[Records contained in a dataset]

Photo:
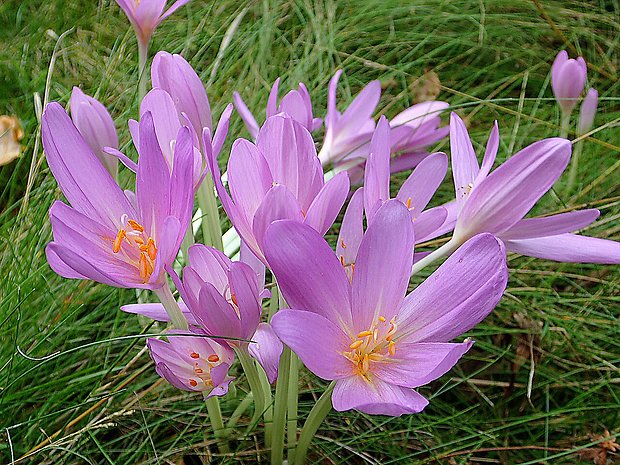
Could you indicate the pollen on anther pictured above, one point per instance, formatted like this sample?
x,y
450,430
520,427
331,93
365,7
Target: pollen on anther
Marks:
x,y
356,344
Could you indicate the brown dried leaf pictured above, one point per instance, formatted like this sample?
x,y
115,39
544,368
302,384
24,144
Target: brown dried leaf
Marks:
x,y
11,134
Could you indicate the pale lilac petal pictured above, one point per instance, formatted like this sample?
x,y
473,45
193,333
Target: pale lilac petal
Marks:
x,y
75,166
458,296
464,163
278,204
351,229
509,192
417,364
570,248
417,191
157,312
376,397
308,272
319,346
551,225
246,115
328,202
377,175
266,349
383,266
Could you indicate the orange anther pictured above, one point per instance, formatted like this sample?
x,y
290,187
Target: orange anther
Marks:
x,y
136,226
144,267
356,344
152,250
116,247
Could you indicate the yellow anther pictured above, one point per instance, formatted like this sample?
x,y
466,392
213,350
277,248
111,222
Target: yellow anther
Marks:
x,y
151,250
356,344
135,225
144,267
392,348
116,247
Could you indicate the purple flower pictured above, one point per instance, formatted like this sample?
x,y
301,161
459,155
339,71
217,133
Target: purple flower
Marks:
x,y
415,193
295,104
588,112
377,343
96,126
568,78
176,76
223,298
498,202
347,135
279,177
145,16
107,235
192,363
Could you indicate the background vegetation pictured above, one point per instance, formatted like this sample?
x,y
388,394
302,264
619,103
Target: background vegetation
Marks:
x,y
540,385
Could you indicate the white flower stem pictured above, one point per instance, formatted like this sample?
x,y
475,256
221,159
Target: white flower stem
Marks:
x,y
442,251
172,307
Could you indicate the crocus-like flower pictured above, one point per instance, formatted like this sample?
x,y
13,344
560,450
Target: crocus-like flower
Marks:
x,y
296,104
415,193
176,76
107,235
192,363
347,135
223,298
145,16
588,112
278,178
568,78
498,202
377,343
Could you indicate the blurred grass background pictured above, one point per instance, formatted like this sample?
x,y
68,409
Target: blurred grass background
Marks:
x,y
542,383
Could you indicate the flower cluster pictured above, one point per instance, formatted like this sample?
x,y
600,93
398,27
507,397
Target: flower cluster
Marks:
x,y
346,313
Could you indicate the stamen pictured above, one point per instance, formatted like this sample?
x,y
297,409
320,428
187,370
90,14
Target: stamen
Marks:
x,y
135,225
116,247
144,268
152,250
356,344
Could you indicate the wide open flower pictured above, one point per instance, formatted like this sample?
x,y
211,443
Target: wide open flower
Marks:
x,y
568,78
278,178
377,343
296,104
347,135
415,193
498,202
145,16
95,124
223,298
192,363
107,235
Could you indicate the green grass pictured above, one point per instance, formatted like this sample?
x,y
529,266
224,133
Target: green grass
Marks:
x,y
87,391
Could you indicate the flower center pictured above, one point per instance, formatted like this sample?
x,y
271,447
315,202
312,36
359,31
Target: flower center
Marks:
x,y
138,249
373,345
201,371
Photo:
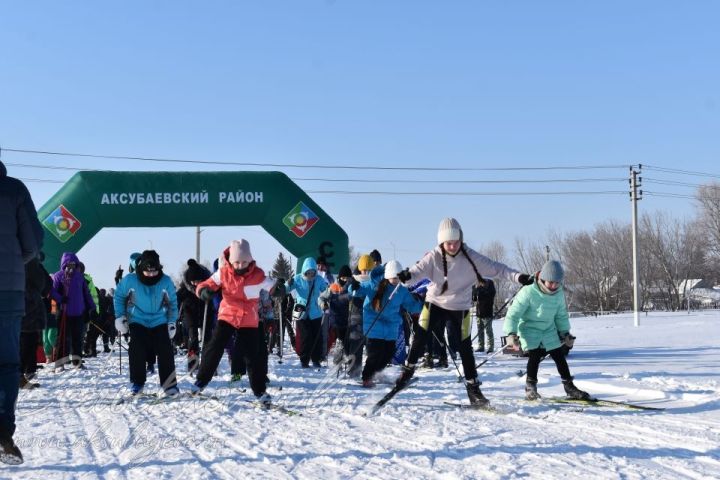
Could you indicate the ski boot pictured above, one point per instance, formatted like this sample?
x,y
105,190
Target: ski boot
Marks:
x,y
573,392
197,388
265,399
474,394
406,373
368,383
9,452
136,389
531,390
171,392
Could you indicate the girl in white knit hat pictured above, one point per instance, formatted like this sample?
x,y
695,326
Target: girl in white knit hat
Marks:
x,y
453,268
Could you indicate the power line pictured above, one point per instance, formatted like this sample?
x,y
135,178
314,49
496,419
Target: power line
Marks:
x,y
345,192
671,182
294,165
668,195
681,172
363,180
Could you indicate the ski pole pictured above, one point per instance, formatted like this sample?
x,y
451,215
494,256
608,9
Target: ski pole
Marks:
x,y
281,337
488,358
496,313
202,334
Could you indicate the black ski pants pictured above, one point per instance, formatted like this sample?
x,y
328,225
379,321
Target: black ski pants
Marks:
x,y
380,352
310,340
536,355
157,341
246,341
28,352
458,324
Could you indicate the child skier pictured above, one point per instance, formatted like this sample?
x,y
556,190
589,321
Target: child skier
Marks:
x,y
384,297
539,315
308,285
452,268
241,281
146,307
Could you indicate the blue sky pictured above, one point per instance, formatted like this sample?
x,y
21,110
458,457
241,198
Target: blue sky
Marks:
x,y
432,84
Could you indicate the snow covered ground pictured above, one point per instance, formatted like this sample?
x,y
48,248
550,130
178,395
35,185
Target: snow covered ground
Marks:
x,y
69,428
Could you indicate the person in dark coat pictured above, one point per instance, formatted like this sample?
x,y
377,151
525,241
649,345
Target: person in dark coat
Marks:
x,y
193,310
70,291
20,241
37,286
484,310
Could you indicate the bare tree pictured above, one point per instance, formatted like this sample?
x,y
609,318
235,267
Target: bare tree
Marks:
x,y
708,197
677,250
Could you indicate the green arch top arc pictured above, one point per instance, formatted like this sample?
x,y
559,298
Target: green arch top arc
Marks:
x,y
93,200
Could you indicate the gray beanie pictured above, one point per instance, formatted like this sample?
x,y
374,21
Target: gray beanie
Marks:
x,y
449,230
552,271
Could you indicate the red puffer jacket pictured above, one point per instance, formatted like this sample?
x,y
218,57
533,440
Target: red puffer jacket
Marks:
x,y
239,306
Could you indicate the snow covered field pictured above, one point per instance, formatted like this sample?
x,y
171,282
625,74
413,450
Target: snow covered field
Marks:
x,y
69,428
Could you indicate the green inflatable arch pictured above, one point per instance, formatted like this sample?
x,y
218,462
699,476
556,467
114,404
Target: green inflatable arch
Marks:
x,y
90,201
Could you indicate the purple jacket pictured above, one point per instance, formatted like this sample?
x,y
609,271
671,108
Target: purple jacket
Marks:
x,y
74,288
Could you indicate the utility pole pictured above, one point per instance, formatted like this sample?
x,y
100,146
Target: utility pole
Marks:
x,y
197,244
635,195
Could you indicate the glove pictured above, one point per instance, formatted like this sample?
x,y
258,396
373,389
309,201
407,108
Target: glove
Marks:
x,y
118,275
567,339
206,294
121,325
525,279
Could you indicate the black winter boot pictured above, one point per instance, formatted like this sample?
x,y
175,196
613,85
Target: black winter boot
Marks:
x,y
9,453
573,392
406,373
474,394
531,390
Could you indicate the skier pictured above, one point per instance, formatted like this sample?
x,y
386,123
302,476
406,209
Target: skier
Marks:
x,y
308,286
37,287
240,280
539,316
384,297
70,290
452,268
484,301
193,311
146,307
337,299
355,337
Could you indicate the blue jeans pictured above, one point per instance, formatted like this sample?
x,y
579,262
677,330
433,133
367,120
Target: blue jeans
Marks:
x,y
12,309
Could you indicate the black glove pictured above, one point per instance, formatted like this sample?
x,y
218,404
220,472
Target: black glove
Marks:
x,y
206,294
118,275
525,279
404,276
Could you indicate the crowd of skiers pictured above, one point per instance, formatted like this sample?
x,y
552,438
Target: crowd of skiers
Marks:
x,y
372,314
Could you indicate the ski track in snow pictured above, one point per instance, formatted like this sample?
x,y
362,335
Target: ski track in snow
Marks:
x,y
70,428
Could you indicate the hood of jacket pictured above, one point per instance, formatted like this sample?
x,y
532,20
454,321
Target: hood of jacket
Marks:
x,y
67,258
309,264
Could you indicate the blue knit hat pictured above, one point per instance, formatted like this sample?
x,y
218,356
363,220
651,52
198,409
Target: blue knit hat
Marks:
x,y
552,271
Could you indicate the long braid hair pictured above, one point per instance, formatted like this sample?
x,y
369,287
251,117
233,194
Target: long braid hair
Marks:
x,y
377,299
481,281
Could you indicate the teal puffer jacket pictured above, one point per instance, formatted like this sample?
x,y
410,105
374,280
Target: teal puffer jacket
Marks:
x,y
538,318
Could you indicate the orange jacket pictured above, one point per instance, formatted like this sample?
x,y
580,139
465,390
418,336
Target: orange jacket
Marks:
x,y
239,305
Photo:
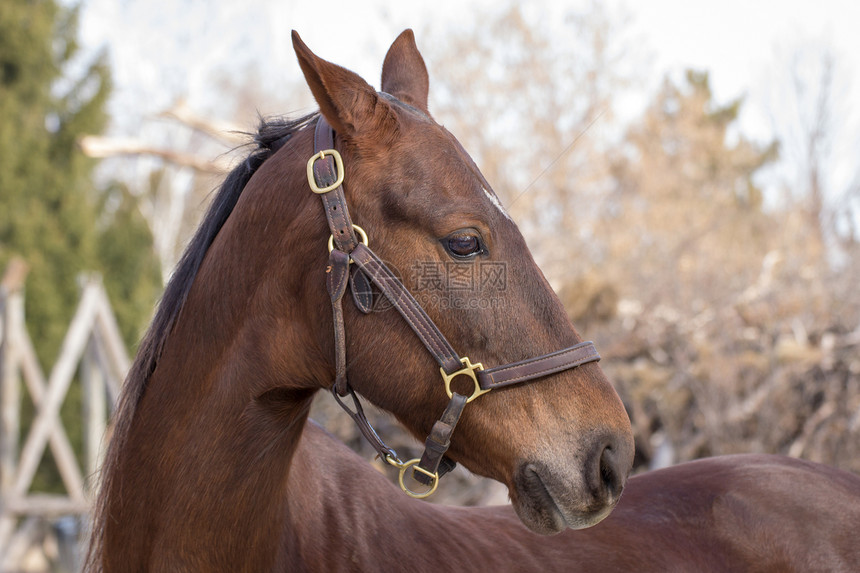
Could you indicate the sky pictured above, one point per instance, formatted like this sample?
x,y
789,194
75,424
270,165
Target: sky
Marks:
x,y
163,50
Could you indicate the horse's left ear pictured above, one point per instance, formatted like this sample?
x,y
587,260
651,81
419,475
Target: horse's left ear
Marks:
x,y
404,74
348,103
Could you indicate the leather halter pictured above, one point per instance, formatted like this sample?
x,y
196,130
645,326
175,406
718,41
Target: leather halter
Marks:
x,y
325,177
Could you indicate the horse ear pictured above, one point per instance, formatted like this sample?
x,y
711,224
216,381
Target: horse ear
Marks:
x,y
404,74
348,103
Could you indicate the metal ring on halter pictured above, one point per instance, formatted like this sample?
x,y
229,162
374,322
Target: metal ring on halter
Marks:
x,y
362,237
403,466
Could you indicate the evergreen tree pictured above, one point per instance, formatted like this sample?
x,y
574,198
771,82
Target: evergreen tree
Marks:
x,y
50,211
47,212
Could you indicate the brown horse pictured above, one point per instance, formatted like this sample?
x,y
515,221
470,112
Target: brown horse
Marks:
x,y
198,476
743,513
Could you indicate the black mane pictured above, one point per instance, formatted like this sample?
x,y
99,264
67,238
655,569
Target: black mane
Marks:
x,y
271,135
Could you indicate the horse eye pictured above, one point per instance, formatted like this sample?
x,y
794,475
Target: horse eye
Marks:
x,y
463,245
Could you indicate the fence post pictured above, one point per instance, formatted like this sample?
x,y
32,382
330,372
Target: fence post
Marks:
x,y
93,386
11,325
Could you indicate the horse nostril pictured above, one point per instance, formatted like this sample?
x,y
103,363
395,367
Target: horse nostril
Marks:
x,y
611,472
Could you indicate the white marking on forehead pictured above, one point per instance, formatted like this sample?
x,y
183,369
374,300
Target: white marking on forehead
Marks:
x,y
495,201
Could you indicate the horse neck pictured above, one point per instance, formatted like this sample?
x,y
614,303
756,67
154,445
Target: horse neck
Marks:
x,y
213,436
346,516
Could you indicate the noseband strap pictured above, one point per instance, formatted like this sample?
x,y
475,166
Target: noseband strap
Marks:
x,y
348,244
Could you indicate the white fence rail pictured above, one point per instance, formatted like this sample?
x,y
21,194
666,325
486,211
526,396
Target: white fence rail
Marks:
x,y
92,353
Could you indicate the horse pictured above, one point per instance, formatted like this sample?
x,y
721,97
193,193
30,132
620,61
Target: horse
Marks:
x,y
745,512
199,475
214,465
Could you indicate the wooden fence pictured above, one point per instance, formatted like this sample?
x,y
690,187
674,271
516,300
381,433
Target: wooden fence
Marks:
x,y
93,350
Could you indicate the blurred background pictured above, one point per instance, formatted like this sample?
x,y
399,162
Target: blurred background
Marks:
x,y
686,176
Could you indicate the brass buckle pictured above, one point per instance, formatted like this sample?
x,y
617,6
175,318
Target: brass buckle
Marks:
x,y
362,238
312,181
469,371
403,466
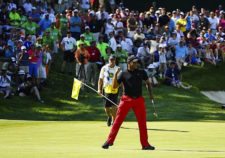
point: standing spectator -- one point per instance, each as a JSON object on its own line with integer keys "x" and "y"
{"x": 5, "y": 82}
{"x": 95, "y": 25}
{"x": 44, "y": 24}
{"x": 203, "y": 22}
{"x": 121, "y": 57}
{"x": 181, "y": 54}
{"x": 213, "y": 22}
{"x": 112, "y": 41}
{"x": 14, "y": 17}
{"x": 92, "y": 68}
{"x": 82, "y": 56}
{"x": 162, "y": 60}
{"x": 182, "y": 22}
{"x": 74, "y": 24}
{"x": 105, "y": 87}
{"x": 102, "y": 46}
{"x": 30, "y": 27}
{"x": 23, "y": 60}
{"x": 88, "y": 35}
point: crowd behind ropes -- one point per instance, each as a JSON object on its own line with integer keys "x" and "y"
{"x": 86, "y": 33}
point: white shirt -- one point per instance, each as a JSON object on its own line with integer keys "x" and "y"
{"x": 69, "y": 43}
{"x": 107, "y": 74}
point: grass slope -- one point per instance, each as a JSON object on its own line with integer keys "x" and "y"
{"x": 172, "y": 103}
{"x": 25, "y": 139}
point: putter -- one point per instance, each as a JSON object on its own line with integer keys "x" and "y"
{"x": 155, "y": 113}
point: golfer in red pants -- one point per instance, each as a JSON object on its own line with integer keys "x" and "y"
{"x": 132, "y": 99}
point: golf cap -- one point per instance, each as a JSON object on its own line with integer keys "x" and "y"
{"x": 23, "y": 48}
{"x": 132, "y": 58}
{"x": 112, "y": 57}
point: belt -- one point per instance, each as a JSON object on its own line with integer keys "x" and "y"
{"x": 133, "y": 97}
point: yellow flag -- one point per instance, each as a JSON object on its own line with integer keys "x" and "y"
{"x": 76, "y": 88}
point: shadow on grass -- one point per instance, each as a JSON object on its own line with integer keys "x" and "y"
{"x": 161, "y": 130}
{"x": 201, "y": 151}
{"x": 172, "y": 104}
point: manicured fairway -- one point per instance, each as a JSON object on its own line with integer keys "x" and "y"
{"x": 42, "y": 139}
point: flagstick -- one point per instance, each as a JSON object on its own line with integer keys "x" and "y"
{"x": 100, "y": 94}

> [Instructions for the task]:
Leave out every line before the one containing "point: belt -- one"; set down that line and all remaining lines of the material exactly.

> [Full answer]:
point: belt -- one point per instance, each as a JSON object on its own line with integer keys "x" and "y"
{"x": 133, "y": 97}
point: yellow flag -- one point per instance, each as a JSON object on its own line with integer keys "x" and "y"
{"x": 76, "y": 88}
point: shadow on grass -- one point per instance, each as a JSON object on its own line with integer keys "x" and "y"
{"x": 161, "y": 130}
{"x": 201, "y": 151}
{"x": 172, "y": 104}
point: manicured fairway -- one point per instance, each as a JSON object on its own line with integer keys "x" and "y"
{"x": 42, "y": 139}
point: flagstick -- one point per instance, each as a JSON object on its own line with integer keys "x" and "y"
{"x": 100, "y": 94}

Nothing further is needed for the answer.